# RECORDED DATA
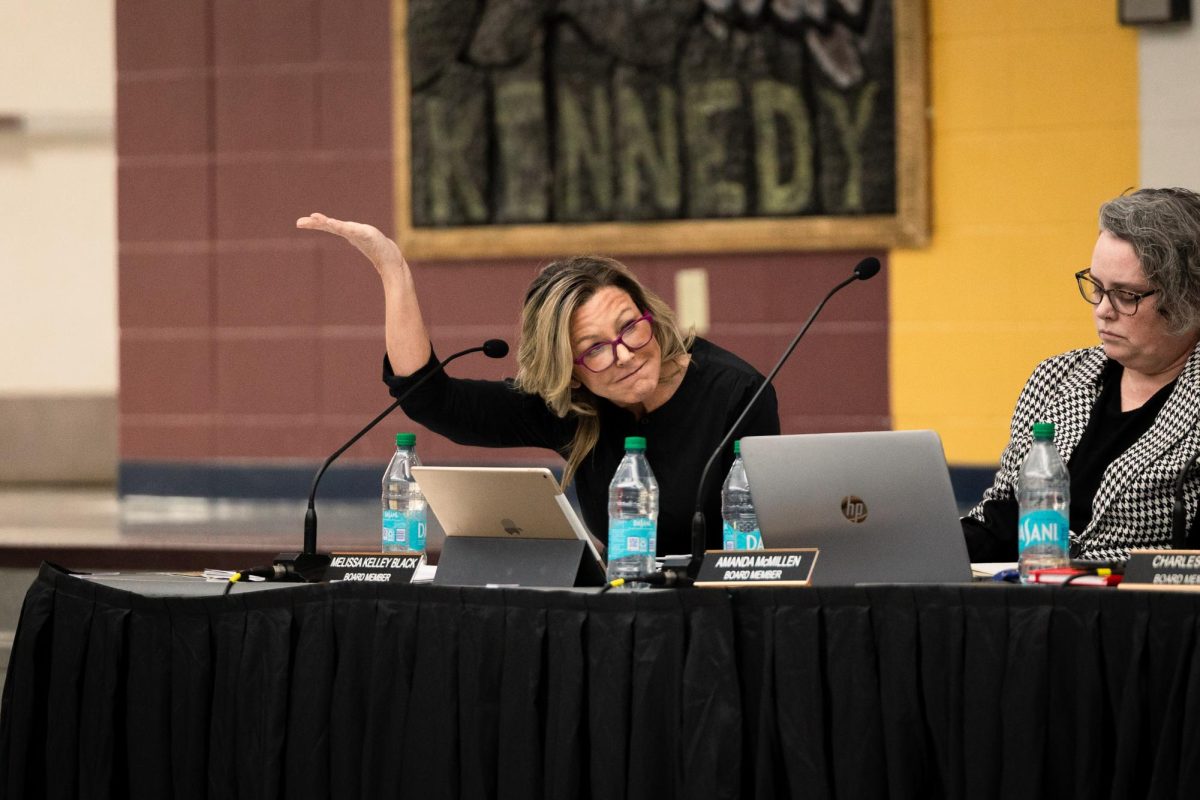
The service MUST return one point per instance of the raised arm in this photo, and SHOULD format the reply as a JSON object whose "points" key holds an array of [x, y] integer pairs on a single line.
{"points": [[407, 341]]}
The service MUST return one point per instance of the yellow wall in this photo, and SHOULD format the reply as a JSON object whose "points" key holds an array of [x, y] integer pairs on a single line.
{"points": [[1035, 124]]}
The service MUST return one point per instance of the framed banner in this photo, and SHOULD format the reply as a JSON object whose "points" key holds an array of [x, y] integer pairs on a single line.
{"points": [[540, 127]]}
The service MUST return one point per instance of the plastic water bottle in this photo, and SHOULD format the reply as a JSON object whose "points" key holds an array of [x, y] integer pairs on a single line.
{"points": [[403, 505], [633, 515], [1043, 494], [741, 529]]}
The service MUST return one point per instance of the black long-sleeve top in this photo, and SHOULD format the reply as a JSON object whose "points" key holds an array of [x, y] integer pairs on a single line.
{"points": [[681, 434]]}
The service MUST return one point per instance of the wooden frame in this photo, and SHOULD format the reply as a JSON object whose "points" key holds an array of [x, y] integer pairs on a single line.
{"points": [[909, 227]]}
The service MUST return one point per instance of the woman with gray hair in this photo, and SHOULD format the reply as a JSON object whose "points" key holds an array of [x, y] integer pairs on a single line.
{"points": [[600, 359], [1126, 411]]}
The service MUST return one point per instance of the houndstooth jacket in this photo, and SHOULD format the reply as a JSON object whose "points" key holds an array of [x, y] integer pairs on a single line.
{"points": [[1133, 506]]}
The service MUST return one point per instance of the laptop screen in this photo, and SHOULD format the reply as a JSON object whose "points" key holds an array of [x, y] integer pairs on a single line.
{"points": [[877, 505]]}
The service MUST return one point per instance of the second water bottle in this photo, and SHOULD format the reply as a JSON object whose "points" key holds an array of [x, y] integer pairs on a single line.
{"points": [[633, 515]]}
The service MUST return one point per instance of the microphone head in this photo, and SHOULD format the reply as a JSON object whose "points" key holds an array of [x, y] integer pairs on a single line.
{"points": [[496, 348], [867, 269]]}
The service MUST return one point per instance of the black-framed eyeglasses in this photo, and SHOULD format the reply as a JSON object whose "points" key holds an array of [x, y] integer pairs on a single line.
{"points": [[634, 336], [1123, 301]]}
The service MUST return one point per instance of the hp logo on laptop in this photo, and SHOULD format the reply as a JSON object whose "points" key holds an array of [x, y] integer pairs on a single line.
{"points": [[853, 509]]}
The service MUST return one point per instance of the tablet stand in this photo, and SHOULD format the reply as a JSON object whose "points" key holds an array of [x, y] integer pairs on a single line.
{"points": [[487, 560]]}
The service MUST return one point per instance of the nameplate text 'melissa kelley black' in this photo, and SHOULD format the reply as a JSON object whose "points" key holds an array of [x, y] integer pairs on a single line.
{"points": [[373, 567]]}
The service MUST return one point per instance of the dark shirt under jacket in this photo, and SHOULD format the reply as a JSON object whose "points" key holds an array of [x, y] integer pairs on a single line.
{"points": [[681, 434], [1109, 433]]}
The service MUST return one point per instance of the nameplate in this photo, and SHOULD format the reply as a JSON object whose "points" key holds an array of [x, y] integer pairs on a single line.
{"points": [[1176, 570], [373, 567], [772, 567]]}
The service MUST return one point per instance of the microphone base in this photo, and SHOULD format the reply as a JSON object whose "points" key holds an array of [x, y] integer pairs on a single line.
{"points": [[309, 567]]}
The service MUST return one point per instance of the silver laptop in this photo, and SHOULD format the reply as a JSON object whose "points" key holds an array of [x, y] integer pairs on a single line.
{"points": [[501, 503], [879, 505]]}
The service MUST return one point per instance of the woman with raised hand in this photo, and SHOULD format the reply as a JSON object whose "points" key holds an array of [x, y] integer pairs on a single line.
{"points": [[600, 358]]}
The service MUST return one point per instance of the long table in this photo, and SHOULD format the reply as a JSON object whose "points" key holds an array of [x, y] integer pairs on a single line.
{"points": [[420, 691]]}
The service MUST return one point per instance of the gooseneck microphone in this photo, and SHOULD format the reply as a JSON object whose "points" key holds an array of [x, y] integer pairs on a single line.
{"points": [[1179, 511], [309, 563], [864, 270]]}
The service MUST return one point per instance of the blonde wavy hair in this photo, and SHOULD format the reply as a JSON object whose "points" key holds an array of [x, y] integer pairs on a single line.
{"points": [[545, 358]]}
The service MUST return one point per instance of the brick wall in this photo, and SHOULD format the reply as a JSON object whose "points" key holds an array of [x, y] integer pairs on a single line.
{"points": [[246, 342]]}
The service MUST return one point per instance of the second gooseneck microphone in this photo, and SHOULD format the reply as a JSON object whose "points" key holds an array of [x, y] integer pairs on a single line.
{"points": [[864, 270]]}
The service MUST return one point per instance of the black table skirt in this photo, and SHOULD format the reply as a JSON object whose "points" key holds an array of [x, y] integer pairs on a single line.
{"points": [[360, 691]]}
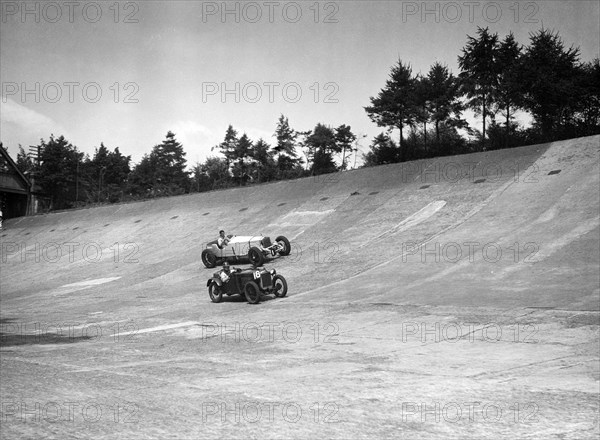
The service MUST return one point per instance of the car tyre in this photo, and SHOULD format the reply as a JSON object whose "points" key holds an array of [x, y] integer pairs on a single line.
{"points": [[209, 259], [256, 256], [252, 292], [215, 292], [287, 248], [279, 286]]}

# GOAL OF THE EXERCISE
Repeat the data exactly, excluding the pictures.

# TASK ANSWER
The service MUST return one point per instance of the raised arm in this photo, and SHOULD format the reply as a JSON object whose "points" key holds an array of [x, y] integer pairs on a single line.
{"points": [[407, 341]]}
The service MUST return one point per instance of the yellow wall in this photo, and SHOULD format the reply as a JSON object whose "points" key holds an array of [x, y] integer pairs on a single line.
{"points": [[1035, 124]]}
The service MUST return one point per instance of the framed banner in this photo, and SHOULD format the reply as a JSON object whose "points" key holds an array of [x, y] integer pairs on a single line.
{"points": [[540, 127]]}
The service MUST return one point per instance of the plastic water bottle in this photo, and SHOULD format the reply as a JSON object whose "points" key holds an array of [x, y] integer pairs on a single line.
{"points": [[403, 505], [633, 515], [1043, 494], [741, 529]]}
The service MUST return one point per instance of the black long-sleeve top in this photo, and SHOULD format the reply as a JSON object whose "points" key holds an array of [x, y] integer pairs on a single line.
{"points": [[681, 434]]}
The service MUST return one point per instance of the wooden frame in this photo, and SHOULD format the reply as a JSON object whose "points" key holds an array of [x, y] integer pairs on a single line.
{"points": [[909, 227]]}
The service MUST return one point per instance of the woman with gray hair in this photo, and SHOULD format the reply as a JSON object whose "points" key holds an array of [x, y] integer pairs on a single line.
{"points": [[600, 359], [1126, 411]]}
The service MUST return one point per instance of the houndstooth jacket in this photo, and SHOULD format the reply as a JSON object whose "points" key holds an array of [x, y] integer pairs on a single line.
{"points": [[1133, 506]]}
The service MUST return one point per instance of the laptop screen in this photo, and SHOULD format the reply as a JSON object whose "points" key holds an array of [x, y] integer pairs on a single line.
{"points": [[877, 505]]}
The service MUST return one point per instance of the second water bottle in this photo, and SHOULD format the reply as a JSON object whose "points" key holds an array of [x, y] integer pairs on a single line.
{"points": [[633, 515]]}
The service MUST return one point per instance of the microphone head in this photo, and SHOULD format the reply as a JSON object whose "points" key holds an array of [x, y] integer pairs on a single line.
{"points": [[496, 348], [867, 269]]}
The service MUST return one point per instance of the black-framed eyeglasses in this photo, and SHOULD format the reply as a JSON object whose "points" key holds an array of [x, y] integer pairs on a single line.
{"points": [[634, 336], [1123, 301]]}
The service MUST return one point per instance of the hp logo on laptop in this photo, and SHOULD format the reply as a JSON object whose "points" key holds an array of [x, y] integer pairs on a single line.
{"points": [[853, 509]]}
The service MUST return one point per instance of the tablet stand in this photo, and SHOULD format the reply as a JSON object whose "points" key holds an array of [x, y] integer pairs on a single line.
{"points": [[487, 560]]}
The service MUST return one point per instance of the nameplate text 'melissa kelley black' in this photo, and SHOULD format the reply as a JSON object whose "points" key holds an array of [x, y] integer pairs on a single line.
{"points": [[373, 567]]}
The service MUST return one point per instance of the dark shirt under jacket in this photo, and SHOULD format the reply as a JSON object whose "points" key holds an array of [x, y] integer pairs on a single line.
{"points": [[681, 434], [1109, 433]]}
The service MUST return one point per instance of the nameplate in this photo, and SHOULD format the reply as a JSON object whose "points" key holds an array of [x, y] integer pairs on a single line.
{"points": [[1176, 570], [373, 567], [772, 567]]}
The service MUST return one point per instance of the microphone base in this photo, and SHOULD format the reply as a JSON object whose "points" key holds an array of [x, y] integer pairs on a single line.
{"points": [[309, 567]]}
The service MUST return one point per instance of the silver laptop in this photo, and SHOULD format the reply as a JSON object whose "points" key holds an array of [x, y] integer pairs on a single line.
{"points": [[501, 503], [879, 505]]}
The service MUST return one point per instance of the woman with raised hand in this photo, and SHOULD format the reply as a JSON object whose "points" key holds an array of [x, y] integer pairs on a single line.
{"points": [[600, 358]]}
The service MUST return one point per instance of the long table in this photo, and SHOULD format the reply as a JSON object whose "points" key holds an array of [x, y] integer pairs on a single line.
{"points": [[420, 691]]}
The service MUST return one point per instance of the gooseneck microphone in this photo, and SHOULD format the reply as a JSON object whose "points" key holds an array of [x, y] integer pairs on a single line.
{"points": [[1179, 511], [309, 563], [864, 270]]}
The service MUST return one point per instance of the blonde wavy hair in this photo, and SHOULD format the reply as a JSON object whose "points" key holds an array of [x, y] integer pairs on a single line.
{"points": [[545, 358]]}
The service MUST return one point per instance of the brick wall in this photo, and SHOULD format the reply as a JSON object whose "points" key holds an array of [x, y] integer pairs on a single line.
{"points": [[246, 342]]}
The service MUST return one point per instance of the second gooseneck microphone in this photo, and SHOULD format the reply as a JSON object whose "points" key holds an array of [x, y] integer pairs on a single line.
{"points": [[864, 270]]}
The service MUST return one point per instance of the black table skirt in this photo, and SHOULD format the reply as a JSON object whose "points" key holds an array of [x, y] integer pairs on a single line.
{"points": [[360, 691]]}
The service MUST return one point per instance of the car tyre in this photo, and SHOULD format the reply as a JSON object whose "points" key holds an array of [x, y] integer pairs on a single line.
{"points": [[209, 259], [256, 256], [252, 292], [215, 292], [287, 248], [279, 286]]}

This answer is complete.